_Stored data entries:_
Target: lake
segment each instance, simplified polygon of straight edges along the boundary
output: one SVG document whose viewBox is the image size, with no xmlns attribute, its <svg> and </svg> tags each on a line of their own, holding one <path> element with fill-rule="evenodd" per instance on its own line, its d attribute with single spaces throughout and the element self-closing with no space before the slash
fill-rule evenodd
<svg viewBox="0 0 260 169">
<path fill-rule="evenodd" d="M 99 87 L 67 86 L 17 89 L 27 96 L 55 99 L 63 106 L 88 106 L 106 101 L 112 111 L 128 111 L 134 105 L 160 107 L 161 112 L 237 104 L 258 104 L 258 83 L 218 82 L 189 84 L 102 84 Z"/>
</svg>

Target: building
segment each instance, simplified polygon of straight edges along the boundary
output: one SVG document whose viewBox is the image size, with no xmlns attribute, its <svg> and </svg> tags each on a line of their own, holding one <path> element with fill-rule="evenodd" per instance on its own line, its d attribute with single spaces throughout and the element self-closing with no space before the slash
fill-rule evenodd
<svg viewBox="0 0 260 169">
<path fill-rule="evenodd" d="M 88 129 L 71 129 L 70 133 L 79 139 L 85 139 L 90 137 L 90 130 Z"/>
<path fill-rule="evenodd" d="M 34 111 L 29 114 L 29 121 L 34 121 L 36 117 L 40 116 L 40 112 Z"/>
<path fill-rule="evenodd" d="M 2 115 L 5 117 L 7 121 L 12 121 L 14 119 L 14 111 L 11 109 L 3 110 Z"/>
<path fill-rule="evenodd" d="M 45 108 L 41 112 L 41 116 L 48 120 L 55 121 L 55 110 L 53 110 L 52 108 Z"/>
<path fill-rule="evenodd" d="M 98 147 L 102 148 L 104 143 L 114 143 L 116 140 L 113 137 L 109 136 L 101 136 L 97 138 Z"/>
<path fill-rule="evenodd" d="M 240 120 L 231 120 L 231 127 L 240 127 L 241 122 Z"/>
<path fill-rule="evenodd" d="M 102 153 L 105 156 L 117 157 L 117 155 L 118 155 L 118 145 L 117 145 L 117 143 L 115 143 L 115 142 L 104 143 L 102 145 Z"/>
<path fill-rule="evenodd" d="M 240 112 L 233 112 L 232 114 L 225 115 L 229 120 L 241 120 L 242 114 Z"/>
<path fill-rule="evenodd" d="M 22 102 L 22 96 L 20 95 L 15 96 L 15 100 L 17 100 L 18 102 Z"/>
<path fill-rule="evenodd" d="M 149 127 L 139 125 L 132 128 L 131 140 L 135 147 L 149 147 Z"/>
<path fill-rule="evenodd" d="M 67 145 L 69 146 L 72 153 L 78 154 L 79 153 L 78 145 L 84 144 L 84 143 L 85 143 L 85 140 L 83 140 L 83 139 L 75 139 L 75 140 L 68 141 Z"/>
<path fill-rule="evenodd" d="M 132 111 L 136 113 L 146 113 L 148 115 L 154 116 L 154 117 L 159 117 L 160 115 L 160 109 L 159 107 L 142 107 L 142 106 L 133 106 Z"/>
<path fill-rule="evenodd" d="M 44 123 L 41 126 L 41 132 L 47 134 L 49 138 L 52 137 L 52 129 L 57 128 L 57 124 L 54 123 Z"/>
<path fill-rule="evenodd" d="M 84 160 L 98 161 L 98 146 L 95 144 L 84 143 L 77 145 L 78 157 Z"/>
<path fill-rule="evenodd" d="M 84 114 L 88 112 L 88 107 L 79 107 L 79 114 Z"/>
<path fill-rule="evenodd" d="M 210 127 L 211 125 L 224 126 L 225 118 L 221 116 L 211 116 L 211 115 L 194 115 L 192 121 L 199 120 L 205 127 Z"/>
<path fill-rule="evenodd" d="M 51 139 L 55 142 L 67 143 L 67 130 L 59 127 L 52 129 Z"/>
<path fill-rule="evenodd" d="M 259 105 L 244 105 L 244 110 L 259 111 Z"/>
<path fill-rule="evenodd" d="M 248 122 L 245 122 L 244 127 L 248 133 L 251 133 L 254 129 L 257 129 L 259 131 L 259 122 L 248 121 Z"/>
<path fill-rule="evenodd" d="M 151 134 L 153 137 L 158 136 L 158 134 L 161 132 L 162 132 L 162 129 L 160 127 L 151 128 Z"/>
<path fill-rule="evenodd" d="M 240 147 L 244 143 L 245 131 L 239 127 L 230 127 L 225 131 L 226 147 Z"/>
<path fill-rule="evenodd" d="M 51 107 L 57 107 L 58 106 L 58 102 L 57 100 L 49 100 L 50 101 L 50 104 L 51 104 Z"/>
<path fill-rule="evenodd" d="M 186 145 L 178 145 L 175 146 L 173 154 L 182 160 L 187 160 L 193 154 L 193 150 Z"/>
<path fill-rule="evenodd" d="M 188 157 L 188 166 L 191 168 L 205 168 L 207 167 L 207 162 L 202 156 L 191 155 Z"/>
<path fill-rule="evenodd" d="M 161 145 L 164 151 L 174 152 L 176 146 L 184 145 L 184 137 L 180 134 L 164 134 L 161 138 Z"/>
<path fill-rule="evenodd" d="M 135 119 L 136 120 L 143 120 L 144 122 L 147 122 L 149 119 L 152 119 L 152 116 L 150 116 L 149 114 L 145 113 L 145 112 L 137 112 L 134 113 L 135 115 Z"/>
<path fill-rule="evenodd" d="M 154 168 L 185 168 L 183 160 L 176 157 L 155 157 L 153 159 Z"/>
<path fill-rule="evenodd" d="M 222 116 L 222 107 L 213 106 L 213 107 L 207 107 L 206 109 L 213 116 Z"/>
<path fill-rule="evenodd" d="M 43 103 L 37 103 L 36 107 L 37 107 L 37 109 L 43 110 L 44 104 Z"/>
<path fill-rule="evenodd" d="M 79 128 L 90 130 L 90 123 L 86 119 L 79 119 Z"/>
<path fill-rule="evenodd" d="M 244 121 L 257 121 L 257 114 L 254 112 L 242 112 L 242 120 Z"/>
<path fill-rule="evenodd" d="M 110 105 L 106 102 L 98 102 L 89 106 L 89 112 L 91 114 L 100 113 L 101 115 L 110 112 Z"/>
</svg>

_YOUR ASSIGNMENT:_ Transcribe the records exactly as given.

_WORKED SOLUTION:_
Target: lake
segment each instance, simplified polygon of straight edges along the boundary
output: one SVG document whose viewBox is the image size, with no xmlns attribute, its <svg> and </svg> tags each on a line of their own, holding one <path> element with fill-rule="evenodd" per instance on its own line, its d attribute with single spaces throughout and the element self-closing with no space before the slash
fill-rule evenodd
<svg viewBox="0 0 260 169">
<path fill-rule="evenodd" d="M 99 87 L 67 86 L 17 89 L 27 96 L 55 99 L 63 106 L 88 106 L 106 101 L 112 111 L 128 111 L 134 105 L 160 107 L 161 112 L 237 104 L 258 104 L 258 83 L 218 82 L 189 84 L 102 84 Z"/>
</svg>

Target: building
segment each instance, simplified polygon of straight edges along the boundary
output: one SVG document whose viewBox is the image size, with no xmlns attribute, its <svg> and </svg> tags each on a line of their own, holding one <path> element with fill-rule="evenodd" per instance on its own line, its d attribute with single spaces throughout and the element self-closing with no space before the slash
fill-rule evenodd
<svg viewBox="0 0 260 169">
<path fill-rule="evenodd" d="M 88 129 L 71 129 L 70 133 L 79 139 L 85 139 L 90 137 L 90 130 Z"/>
<path fill-rule="evenodd" d="M 34 111 L 29 114 L 29 121 L 34 121 L 36 117 L 40 116 L 40 112 Z"/>
<path fill-rule="evenodd" d="M 2 115 L 5 117 L 7 121 L 12 121 L 14 119 L 14 111 L 11 109 L 3 110 Z"/>
<path fill-rule="evenodd" d="M 45 108 L 41 112 L 41 116 L 48 120 L 55 121 L 55 110 L 53 110 L 52 108 Z"/>
<path fill-rule="evenodd" d="M 98 147 L 102 148 L 104 143 L 114 143 L 116 140 L 113 137 L 109 136 L 101 136 L 97 138 Z"/>
<path fill-rule="evenodd" d="M 240 120 L 231 120 L 231 127 L 240 127 L 241 122 Z"/>
<path fill-rule="evenodd" d="M 102 153 L 105 156 L 117 157 L 117 155 L 118 155 L 118 145 L 117 145 L 117 143 L 115 143 L 115 142 L 104 143 L 102 145 Z"/>
<path fill-rule="evenodd" d="M 240 112 L 233 112 L 232 114 L 225 115 L 229 120 L 241 120 L 242 114 Z"/>
<path fill-rule="evenodd" d="M 22 102 L 22 96 L 20 95 L 15 96 L 15 100 L 17 100 L 18 102 Z"/>
<path fill-rule="evenodd" d="M 149 127 L 139 125 L 132 128 L 131 140 L 135 147 L 149 147 Z"/>
<path fill-rule="evenodd" d="M 67 145 L 69 146 L 72 153 L 78 154 L 79 153 L 78 145 L 84 144 L 84 143 L 85 143 L 85 140 L 83 140 L 83 139 L 75 139 L 75 140 L 68 141 Z"/>
<path fill-rule="evenodd" d="M 132 111 L 136 113 L 146 113 L 148 115 L 154 116 L 154 117 L 159 117 L 160 115 L 160 109 L 159 107 L 142 107 L 142 106 L 133 106 Z"/>
<path fill-rule="evenodd" d="M 44 123 L 41 126 L 41 132 L 47 134 L 49 138 L 52 137 L 52 129 L 57 128 L 57 124 L 54 123 Z"/>
<path fill-rule="evenodd" d="M 84 160 L 98 161 L 98 146 L 95 144 L 84 143 L 77 145 L 78 157 Z"/>
<path fill-rule="evenodd" d="M 84 114 L 88 112 L 88 107 L 79 107 L 79 114 Z"/>
<path fill-rule="evenodd" d="M 210 127 L 211 125 L 224 126 L 225 118 L 221 116 L 211 116 L 211 115 L 194 115 L 192 121 L 199 120 L 205 127 Z"/>
<path fill-rule="evenodd" d="M 51 139 L 55 142 L 67 143 L 67 130 L 59 127 L 52 129 Z"/>
<path fill-rule="evenodd" d="M 259 105 L 244 105 L 244 110 L 259 111 Z"/>
<path fill-rule="evenodd" d="M 248 122 L 245 122 L 244 127 L 248 133 L 251 133 L 254 129 L 257 129 L 259 131 L 259 122 L 248 121 Z"/>
<path fill-rule="evenodd" d="M 151 134 L 153 137 L 158 136 L 158 134 L 161 132 L 162 132 L 162 129 L 160 127 L 151 128 Z"/>
<path fill-rule="evenodd" d="M 240 147 L 244 143 L 245 131 L 239 127 L 230 127 L 225 131 L 226 147 Z"/>
<path fill-rule="evenodd" d="M 51 107 L 57 107 L 58 106 L 58 102 L 57 100 L 49 100 L 50 101 L 50 104 L 51 104 Z"/>
<path fill-rule="evenodd" d="M 186 145 L 178 145 L 175 146 L 173 154 L 182 160 L 187 160 L 193 154 L 193 150 Z"/>
<path fill-rule="evenodd" d="M 188 157 L 188 166 L 191 168 L 205 168 L 207 167 L 207 162 L 202 156 L 191 155 Z"/>
<path fill-rule="evenodd" d="M 161 145 L 164 151 L 174 152 L 176 146 L 184 145 L 184 137 L 180 134 L 164 134 L 161 138 Z"/>
<path fill-rule="evenodd" d="M 135 119 L 136 120 L 143 120 L 144 122 L 147 122 L 149 119 L 152 119 L 152 116 L 150 116 L 149 114 L 145 113 L 145 112 L 137 112 L 134 113 L 135 115 Z"/>
<path fill-rule="evenodd" d="M 154 168 L 185 168 L 183 160 L 176 157 L 155 157 L 153 159 Z"/>
<path fill-rule="evenodd" d="M 222 116 L 222 107 L 213 106 L 213 107 L 207 107 L 206 109 L 213 116 Z"/>
<path fill-rule="evenodd" d="M 43 103 L 37 103 L 36 107 L 37 107 L 37 109 L 43 110 L 44 104 Z"/>
<path fill-rule="evenodd" d="M 79 128 L 90 130 L 90 123 L 86 119 L 79 119 Z"/>
<path fill-rule="evenodd" d="M 244 121 L 257 121 L 257 114 L 254 112 L 242 112 L 242 120 Z"/>
<path fill-rule="evenodd" d="M 110 105 L 106 102 L 98 102 L 89 106 L 89 112 L 91 114 L 100 113 L 101 115 L 110 112 Z"/>
</svg>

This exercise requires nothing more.